Image point grounding data:
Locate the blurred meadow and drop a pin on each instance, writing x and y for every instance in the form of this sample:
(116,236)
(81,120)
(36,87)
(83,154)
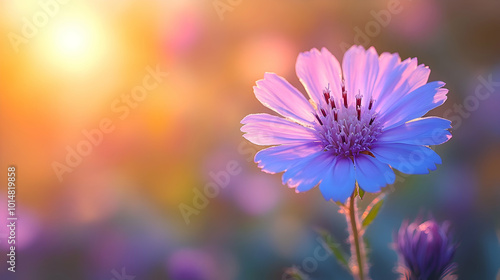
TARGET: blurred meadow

Prompt: Skip the pictures and transcribe the rest of the records exactly.

Exercise result:
Locate the blurred meadow and drop a pin on each instance, writing x and y for every instance in the form of this sample:
(116,236)
(81,120)
(36,87)
(83,154)
TARGET: blurred meadow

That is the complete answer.